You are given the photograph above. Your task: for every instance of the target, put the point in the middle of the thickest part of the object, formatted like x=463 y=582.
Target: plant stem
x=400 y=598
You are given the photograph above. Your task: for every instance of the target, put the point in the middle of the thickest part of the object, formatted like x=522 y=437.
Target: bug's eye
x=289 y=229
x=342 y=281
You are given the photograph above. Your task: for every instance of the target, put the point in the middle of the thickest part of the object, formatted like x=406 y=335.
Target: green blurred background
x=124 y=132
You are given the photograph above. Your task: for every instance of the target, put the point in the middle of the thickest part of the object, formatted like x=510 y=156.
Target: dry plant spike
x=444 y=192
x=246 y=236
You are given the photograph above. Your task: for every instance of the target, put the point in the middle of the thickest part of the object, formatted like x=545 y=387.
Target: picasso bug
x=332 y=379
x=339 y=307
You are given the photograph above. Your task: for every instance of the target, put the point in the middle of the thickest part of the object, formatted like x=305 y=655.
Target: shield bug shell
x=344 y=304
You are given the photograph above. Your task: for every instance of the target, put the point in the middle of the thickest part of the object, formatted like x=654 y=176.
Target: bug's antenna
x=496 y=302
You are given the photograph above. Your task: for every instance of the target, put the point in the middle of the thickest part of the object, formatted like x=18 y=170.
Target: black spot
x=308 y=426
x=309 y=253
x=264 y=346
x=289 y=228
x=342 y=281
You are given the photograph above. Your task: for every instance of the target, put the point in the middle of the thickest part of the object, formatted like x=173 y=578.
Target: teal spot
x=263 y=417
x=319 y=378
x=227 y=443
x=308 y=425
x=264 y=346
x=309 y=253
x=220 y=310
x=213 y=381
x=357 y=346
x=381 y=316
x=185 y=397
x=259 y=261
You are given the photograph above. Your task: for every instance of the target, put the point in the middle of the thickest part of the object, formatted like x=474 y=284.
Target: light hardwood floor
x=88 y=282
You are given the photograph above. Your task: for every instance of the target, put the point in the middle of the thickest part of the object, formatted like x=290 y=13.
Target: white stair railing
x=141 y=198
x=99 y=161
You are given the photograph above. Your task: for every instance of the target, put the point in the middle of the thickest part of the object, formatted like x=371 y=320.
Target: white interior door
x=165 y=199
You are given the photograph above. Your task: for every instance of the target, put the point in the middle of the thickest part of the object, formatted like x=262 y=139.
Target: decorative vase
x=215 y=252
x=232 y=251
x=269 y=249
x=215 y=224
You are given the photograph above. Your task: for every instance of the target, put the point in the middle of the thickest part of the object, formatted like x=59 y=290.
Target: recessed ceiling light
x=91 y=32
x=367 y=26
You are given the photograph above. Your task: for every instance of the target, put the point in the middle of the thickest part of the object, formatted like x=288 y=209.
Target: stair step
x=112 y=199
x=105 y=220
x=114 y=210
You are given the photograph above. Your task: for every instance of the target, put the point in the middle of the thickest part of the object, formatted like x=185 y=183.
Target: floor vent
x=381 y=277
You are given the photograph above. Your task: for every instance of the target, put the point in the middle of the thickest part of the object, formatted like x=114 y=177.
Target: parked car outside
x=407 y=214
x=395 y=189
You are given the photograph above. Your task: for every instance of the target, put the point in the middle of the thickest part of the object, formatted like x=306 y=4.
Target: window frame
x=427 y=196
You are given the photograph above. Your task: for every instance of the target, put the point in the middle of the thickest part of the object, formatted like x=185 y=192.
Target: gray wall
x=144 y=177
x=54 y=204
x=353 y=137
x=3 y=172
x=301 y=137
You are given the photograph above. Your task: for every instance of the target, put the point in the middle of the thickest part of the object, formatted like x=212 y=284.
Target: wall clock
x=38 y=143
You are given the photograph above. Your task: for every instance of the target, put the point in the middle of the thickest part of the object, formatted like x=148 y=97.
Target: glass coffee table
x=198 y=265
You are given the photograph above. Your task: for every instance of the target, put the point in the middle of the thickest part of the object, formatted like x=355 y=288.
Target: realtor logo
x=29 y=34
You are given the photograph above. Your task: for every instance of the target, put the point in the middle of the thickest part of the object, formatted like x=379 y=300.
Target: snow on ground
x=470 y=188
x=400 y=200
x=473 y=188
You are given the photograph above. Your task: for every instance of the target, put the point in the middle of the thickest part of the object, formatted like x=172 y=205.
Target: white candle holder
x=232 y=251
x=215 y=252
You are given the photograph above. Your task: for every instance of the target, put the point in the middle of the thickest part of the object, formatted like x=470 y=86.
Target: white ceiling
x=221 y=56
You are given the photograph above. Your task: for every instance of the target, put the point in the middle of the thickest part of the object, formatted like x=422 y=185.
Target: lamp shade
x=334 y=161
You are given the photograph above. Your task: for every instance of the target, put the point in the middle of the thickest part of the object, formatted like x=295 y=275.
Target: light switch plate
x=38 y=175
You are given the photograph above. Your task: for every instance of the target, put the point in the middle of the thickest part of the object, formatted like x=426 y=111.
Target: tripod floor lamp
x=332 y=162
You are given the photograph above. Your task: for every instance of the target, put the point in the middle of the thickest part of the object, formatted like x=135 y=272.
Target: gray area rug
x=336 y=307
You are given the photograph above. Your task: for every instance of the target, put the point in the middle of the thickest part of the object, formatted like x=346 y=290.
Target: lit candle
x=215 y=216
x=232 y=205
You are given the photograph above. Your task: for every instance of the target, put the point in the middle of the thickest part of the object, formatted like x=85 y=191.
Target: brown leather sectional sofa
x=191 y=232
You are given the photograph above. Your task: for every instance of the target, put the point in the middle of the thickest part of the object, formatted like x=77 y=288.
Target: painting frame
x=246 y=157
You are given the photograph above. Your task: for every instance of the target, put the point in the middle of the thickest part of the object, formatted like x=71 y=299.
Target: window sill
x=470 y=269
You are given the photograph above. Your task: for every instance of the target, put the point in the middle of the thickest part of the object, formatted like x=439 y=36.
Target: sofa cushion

==*==

**Work to do**
Copy out every one of the records above word for word, with nothing changed.

**Exercise solution**
You are given the photograph above. Your task: for every instance of the target, put the point in the middle of the thickest part of the object, formatted like x=463 y=582.
Target: plant stem
x=400 y=598
You are given the photograph above. Your task: for every instance of the target, put the point in the middle of the thickest part of the object, formatted like x=522 y=437.
Target: bug's eye
x=289 y=229
x=342 y=281
You are given the photograph above. Your task: for every instance of the target, put the point in the middle of the thickest part of the object, formatted like x=406 y=335.
Target: green blurred background
x=124 y=132
You are given the photograph above. Your task: for every instance of the target, put the point in the middle of the thickest part of the object, formatted like x=510 y=156.
Target: dry plant spike
x=444 y=192
x=246 y=236
You are given the photograph above. Your task: for every instance of the target, put the point in the middle of the thickest part of the object, formatted like x=545 y=387.
Target: picasso bug
x=332 y=379
x=339 y=307
You are given the photograph above. Your task: for every instance of the target, put the point in the middle of the thickest part of the object, formatted like x=305 y=655.
Target: shield bug shell
x=344 y=304
You are given the photograph above. Your task: for every instance of the target, put the point in the middle of the thickest part of the object, formatted like x=654 y=176.
Target: bug's antenna
x=496 y=302
You are given the photograph above. Your task: for every instance of the target, put the point in the middle of the thickest part of the object, formatted like x=18 y=170.
Target: black spot
x=308 y=426
x=309 y=253
x=264 y=346
x=289 y=228
x=342 y=281
You are given the photograph above. Your task: for every instance of the target, put the point in the middle of the thickest part of the object, formatted like x=173 y=578.
Target: teal spot
x=263 y=417
x=319 y=378
x=227 y=443
x=308 y=425
x=264 y=346
x=309 y=253
x=220 y=310
x=213 y=381
x=357 y=346
x=381 y=316
x=185 y=397
x=259 y=261
You are given the photograph above. Your task: for every instance of the target, put the point in the middle of the thickest part of the object, formatted like x=474 y=284.
Target: light hardwood floor
x=88 y=282
You are given the photograph above. Your task: for every instance of the target, put the point in the middle of the thickest part of the object, formatted like x=290 y=13.
Target: white stair railing
x=141 y=198
x=99 y=161
You are given the photograph above. Your task: for every instance of the target, put the point in the middle of the thickest part of the object, formatted like x=371 y=320.
Target: white interior door
x=165 y=199
You are given the photograph above. Your task: for every instance of the target, put the point in the middle of the thickest part of the object, formatted like x=262 y=139.
Target: decorative vase
x=215 y=252
x=232 y=251
x=269 y=249
x=215 y=224
You are given the photograph above. Your task: for every instance of the target, put the point in the middle of the thickest part of the object, formatted like x=59 y=290.
Target: recessed ceiling light
x=91 y=32
x=367 y=26
You are given the photograph above. Your task: for every instance of the target, put the point in the middle of the thickest part of the object, formatted like x=288 y=209.
Target: stair step
x=112 y=199
x=105 y=220
x=114 y=210
You are given the photograph above. Your task: for every instance of the target, put the point in the middle of the thickest part of the object, formatted like x=185 y=183.
Target: floor vent
x=381 y=277
You are given the photograph above. Your task: for every instance of the target, put the point in the middle of the thickest part of the object, formatted like x=114 y=177.
Target: parked car outside
x=407 y=214
x=395 y=189
You are given the photograph above. Your task: for every instance of the target, put the point in the middle of the thickest part of the object, formatted like x=306 y=4.
Target: window frame
x=427 y=196
You are given the photograph above. Your task: for every instance of the target, put the point in the middle of the thickest part of the object, formatted like x=185 y=192.
Target: gray wall
x=144 y=177
x=54 y=204
x=353 y=137
x=3 y=172
x=301 y=137
You are given the photograph above. Your task: for every instance of the target, put the point in the middle of the thickest part of the object, formatted like x=212 y=284.
Target: wall clock
x=38 y=143
You are given the photograph above. Your task: for every instance of the target, put the point in the middle of the thickest part of the object, formatted like x=148 y=97.
Target: glass coffee table
x=198 y=265
You are given the photograph above. Your task: for every instance of the target, put the point in the middle of the thickest part of the object, formatted like x=355 y=288.
Target: realtor logo
x=29 y=34
You are given the photograph above. Your task: for every instance of the target, put the point in the middle of the thickest part of the object, formatted like x=379 y=300.
Target: snow on ground
x=470 y=188
x=400 y=200
x=473 y=188
You are given the photograph above. Your task: for every instance of the target, put the point in the middle of the thickest part of the object, formatted like x=172 y=205.
Target: white candle holder
x=232 y=251
x=215 y=252
You are given the photograph above. Your task: for every instance of the target, put the point in the middle of the thickest part of the object, formatted like x=470 y=86.
Target: white ceiling
x=221 y=56
You are given the photograph above. Your task: for every instance of the target, put the point in the middle of the thickest part of the object, formatted like x=422 y=185.
Target: lamp shade
x=334 y=161
You are given the photograph above. Your task: for every instance of the target, put the point in the middle of the thickest part of the object, formatted like x=295 y=275.
Target: light switch plate
x=38 y=175
You are given the photograph above. Your task: for every instance of the target, put the point in the middle of the thickest part of the object, formatted like x=426 y=111.
Target: tripod floor lamp
x=332 y=162
You are given the photograph above. Your task: for every instance of the target, put the point in the middle of the thickest part of the object, formatted like x=135 y=272.
Target: gray area rug
x=336 y=307
You are given the photograph above. Your task: for every instance of the target, put the point in the middle of the thickest part of the object, formatted like x=346 y=290.
Target: lit candle
x=215 y=216
x=232 y=205
You are given the photograph above. Your task: for every instance of the target, put the point in the middle of the thickest part of the object, formatted like x=85 y=191.
Target: brown leather sectional sofa
x=191 y=232
You are given the photograph above. Your task: for every instance of the target, put the point in the middle of the thickest part of the object, formatted like x=77 y=288.
Target: painting frame
x=246 y=157
You are given the photograph above. Your task: for every instance of the target, put the point in the middle of the thickest part of the object, formatted like x=71 y=299.
Target: window sill
x=470 y=269
You are given the photograph above. Your task: for every instance of the target, put the point in the middle of the thickest part of the object, formatted like x=439 y=36.
Target: sofa cushion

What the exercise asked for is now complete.